Can you set out every line of the listing below as a numbered list, skipping any blank lines?

◇ ◇ ◇ ◇

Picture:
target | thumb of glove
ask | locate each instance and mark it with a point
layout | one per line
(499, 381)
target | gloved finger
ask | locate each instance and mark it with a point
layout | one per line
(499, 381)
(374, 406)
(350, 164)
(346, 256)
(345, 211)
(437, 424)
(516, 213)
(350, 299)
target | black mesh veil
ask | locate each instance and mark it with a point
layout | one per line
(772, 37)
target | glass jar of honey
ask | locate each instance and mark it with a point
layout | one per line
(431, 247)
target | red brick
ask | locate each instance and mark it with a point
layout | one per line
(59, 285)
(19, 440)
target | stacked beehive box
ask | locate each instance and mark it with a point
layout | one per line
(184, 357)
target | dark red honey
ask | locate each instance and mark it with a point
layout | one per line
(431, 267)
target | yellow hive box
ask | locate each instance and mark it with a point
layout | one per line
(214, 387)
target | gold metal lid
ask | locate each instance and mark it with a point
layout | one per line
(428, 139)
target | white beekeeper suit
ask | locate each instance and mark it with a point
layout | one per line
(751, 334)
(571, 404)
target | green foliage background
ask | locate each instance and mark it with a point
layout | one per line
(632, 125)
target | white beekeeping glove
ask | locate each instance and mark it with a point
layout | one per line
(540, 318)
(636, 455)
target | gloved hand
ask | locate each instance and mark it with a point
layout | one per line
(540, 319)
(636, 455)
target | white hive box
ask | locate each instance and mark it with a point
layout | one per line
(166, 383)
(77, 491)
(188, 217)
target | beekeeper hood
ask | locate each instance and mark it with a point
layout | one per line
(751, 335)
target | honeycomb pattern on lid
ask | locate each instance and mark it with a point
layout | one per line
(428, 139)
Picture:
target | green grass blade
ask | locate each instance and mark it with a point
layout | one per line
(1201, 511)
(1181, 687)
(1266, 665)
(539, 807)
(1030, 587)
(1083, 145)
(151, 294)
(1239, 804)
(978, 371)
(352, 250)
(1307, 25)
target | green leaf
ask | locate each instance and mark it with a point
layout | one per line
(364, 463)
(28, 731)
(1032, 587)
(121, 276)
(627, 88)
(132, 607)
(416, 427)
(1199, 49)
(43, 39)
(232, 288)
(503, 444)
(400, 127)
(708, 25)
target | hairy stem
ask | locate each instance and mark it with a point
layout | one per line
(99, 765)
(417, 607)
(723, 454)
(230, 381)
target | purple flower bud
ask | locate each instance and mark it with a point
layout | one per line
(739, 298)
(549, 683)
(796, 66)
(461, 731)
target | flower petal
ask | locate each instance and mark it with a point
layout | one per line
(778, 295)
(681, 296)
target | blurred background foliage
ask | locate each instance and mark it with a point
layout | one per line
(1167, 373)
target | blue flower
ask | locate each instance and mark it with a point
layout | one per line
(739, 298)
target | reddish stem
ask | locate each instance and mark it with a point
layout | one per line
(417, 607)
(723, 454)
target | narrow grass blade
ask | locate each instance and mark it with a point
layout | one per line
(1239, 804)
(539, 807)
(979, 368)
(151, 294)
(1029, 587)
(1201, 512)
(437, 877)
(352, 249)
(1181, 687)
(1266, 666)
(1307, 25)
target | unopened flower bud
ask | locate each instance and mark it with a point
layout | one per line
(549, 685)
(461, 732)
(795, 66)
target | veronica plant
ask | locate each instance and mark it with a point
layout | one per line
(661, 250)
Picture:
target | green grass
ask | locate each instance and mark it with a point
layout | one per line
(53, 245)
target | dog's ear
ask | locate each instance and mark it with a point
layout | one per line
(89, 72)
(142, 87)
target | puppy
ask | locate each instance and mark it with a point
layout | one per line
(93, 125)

◇ ◇ ◇ ◇

• **Written answer**
1. Picture:
2. target | thumb of glove
3. ask | locate each instance and mark it with a point
4. layout | one per line
5. (499, 381)
6. target | gloved finger
7. ask | locate each instance and mark it with a point
8. layout | one per line
9. (499, 381)
10. (374, 406)
11. (350, 164)
12. (346, 256)
13. (345, 211)
14. (437, 424)
15. (516, 213)
16. (350, 299)
17. target | black mesh veil
18. ask | locate each instance and mark it with a point
19. layout | one per line
20. (772, 37)
21. target | glass jar of honey
22. ask | locate each instance and mark it with a point
23. layout | one per line
24. (431, 247)
25. target | red brick
26. ask | locate each instance and mark it with a point
27. layout | one per line
28. (59, 285)
29. (19, 440)
30. target | stacked beehive box
31. ask | locate each instance and mark it with a point
32. layout | one per line
33. (184, 357)
34. target | dark red honey
35. ask | locate each instance and mark it with a point
36. layout | one per line
37. (431, 267)
38. target | yellow hive box
39. ask | locate each instance and mark it with a point
40. layout | one per line
41. (214, 387)
42. target | gold metal lid
43. ask | locate each instance and mark it with a point
44. layout | one per line
45. (428, 139)
46. target | white beekeeper suit
47. ask | locate each instance and mark it with a point
48. layout | one per line
49. (751, 334)
50. (571, 404)
51. target | green foliage background
52. ask | locate each instance and mark it with a point
53. layout | one per line
54. (632, 125)
55. target | white beekeeping glove
56. ask | locate each instance and mark it with a point
57. layout | one per line
58. (540, 318)
59. (636, 455)
60. target | gloved hand
61. ask | locate each instance and mark it with a point
62. layout | one per line
63. (540, 319)
64. (636, 455)
65. target | white hive box
66. ask | locate each instance and mark it with a point
67. layout | one per line
68. (166, 383)
69. (77, 491)
70. (188, 217)
71. target | beekeeper hood
72. ask | locate each instance and mark it with a point
73. layout | one per line
74. (751, 335)
75. target | honeycomb pattern on lid
76. ask | locate each instance and mark it with a point
77. layout | one per line
78. (428, 139)
79. Picture:
80. target | green grass blade
81. ask | locate each instance and mark it with a point
82. layout | one per line
83. (1201, 511)
84. (1181, 687)
85. (1266, 665)
86. (539, 807)
87. (1030, 587)
88. (1083, 145)
89. (151, 294)
90. (1239, 804)
91. (978, 371)
92. (352, 250)
93. (1307, 25)
94. target | green leaf
95. ask | locate each instance and mark it with a point
96. layout | one per line
97. (364, 463)
98. (28, 731)
99. (1032, 587)
100. (121, 276)
101. (627, 88)
102. (132, 607)
103. (416, 427)
104. (1199, 49)
105. (43, 39)
106. (232, 288)
107. (503, 444)
108. (400, 127)
109. (708, 25)
110. target | hairy stem
111. ask | locate each instance and mark it with a point
112. layout | one per line
113. (99, 765)
114. (417, 607)
115. (723, 454)
116. (230, 381)
117. target | purple flower bud
118. ask | locate each instance and mark it with a point
119. layout | one per line
120. (739, 298)
121. (549, 683)
122. (796, 66)
123. (461, 731)
124. target | flower petal
125. ask | locate each instance and mark it with a point
126. layout | one per line
127. (778, 295)
128. (681, 296)
129. target | blurred background foliage
130. ask | locate each instance and mark it with a point
131. layout | one per line
132. (1167, 373)
133. target | blue flower
134. ask | locate each instance and mark it with a point
135. layout | one per line
136. (739, 298)
137. target | reddish stem
138. ask | locate each instance and mark it with a point
139. layout | one per line
140. (417, 607)
141. (723, 454)
142. target | narrow grass blade
143. ask | locate each instance and mark it with a point
144. layout | one per line
145. (1239, 804)
146. (539, 807)
147. (979, 368)
148. (151, 294)
149. (1029, 587)
150. (1201, 512)
151. (437, 877)
152. (352, 249)
153. (1181, 687)
154. (1266, 666)
155. (1307, 25)
156. target | unopened flower bud
157. ask | locate each instance and mark it with a point
158. layout | one per line
159. (549, 685)
160. (461, 732)
161. (795, 66)
162. target | veronica plant
163. ask | locate each instance and mark it with a point
164. layout | one per line
165. (661, 250)
166. Picture:
167. target | green grass
168. ask | locate each instance and mark it with a point
169. layout | one per line
170. (53, 245)
171. target | dog's ear
172. ask | locate each instance and mark it with a point
173. layout | one per line
174. (89, 72)
175. (142, 87)
176. target | puppy
177. ask | locate each instance and mark it with a point
178. layout | one per line
179. (93, 125)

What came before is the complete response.